5. How the Fund incorporates [ESG] factors in its investment decisions. Summarize
how the Fund incorporates ESG factors into its investment process for evaluating, selecting, or
excluding investments. The summary must include, as applicable:
a. An overview of how the Fund applies any inclusionary or exclusionary screen,
including a brief explanation of the factors the screen applies, such as particular
industries or business activities it seeks to include or exclude. For these purposes, an
inclusionary screen is a method of selecting investments based on ESG criteria.
Conversely, a fund applying an exclusionary screen starts with a given universe of
investments and then excludes investment based on ESG criteria. If applicable, state what
exceptions apply to the inclusionary or exclusionary screen. In addition, state the
percentage of the portfolio, in terms of net asset value, to which the screen is applied, if
less than 100%, excluding cash and cash equivalents held for cash management, and
explain briefly why the screen applies to less than 100% of the portfolio.
335
b. An overview of how the Fund uses an internal methodology, third-party data
provider, such as a scoring or ratings provider, or a combination of both.
c. The name of any index the Fund tracks and a brief description of the index and
how the index utilizes ESG factors in determining its constituents.
Information must be provided with respect to each applicable common ESG strategy
(e.g., inclusionary and exclusionary screens) in a disaggregated manner if more than one applies.
For example, inclusionary screening must be explained distinctly from exclusionary screening.
Funds may use multiple rows or other text features to clearly identify the disclosure related to
each applicable common ESG strategy.
6. How the Fund incorporates [ESG] factors in its investment decisions. As
applicable, provide an overview of any third-party ESG frameworks that the Fund follows as part
of its investment process.
7. How the Fund incorporates [ESG] factors in its investment decisions. An Impact
Fund must provide an overview of the impact(s) the Fund is seeking to achieve and how the
Fund is seeking to achieve the impact(s). The overview must include (i) how the Fund measures
progress toward the specific impact, including the key performance indicators the Fund analyzes,
(ii) the time horizon the Fund uses to analyze progress, and (iii) the relationship between the
impact the Fund is seeking to achieve and financial return(s)). State that the Fund reports
annually on its progress in achieving the impact(s) in the Fund’s annual report to shareholders or
annual report on Form 10-K as applicable.

» Data excerpt:
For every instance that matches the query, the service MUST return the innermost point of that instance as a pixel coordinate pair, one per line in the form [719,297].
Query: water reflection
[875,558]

» Instructions:
• A. From the ESG disclosure instructions, extract the passage that begins at the words "Conversely, a fund" and stops after the words "of the portfolio.".
• B. In the ESG disclosure instructions, how is an inclusionary screen defined?

» Solutions per task:
• A.
Conversely, a fund applying an exclusionary screen starts with a given universe of
investments and then excludes investment based on ESG criteria. If applicable, state what
exceptions apply to the inclusionary or exclusionary screen. In addition, state the
percentage of the portfolio, in terms of net asset value, to which the screen is applied, if
less than 100%, excluding cash and cash equivalents held for cash management, and
explain briefly why the screen applies to less than 100% of the portfolio.

• B. It is a method of selecting investments based on ESG criteria.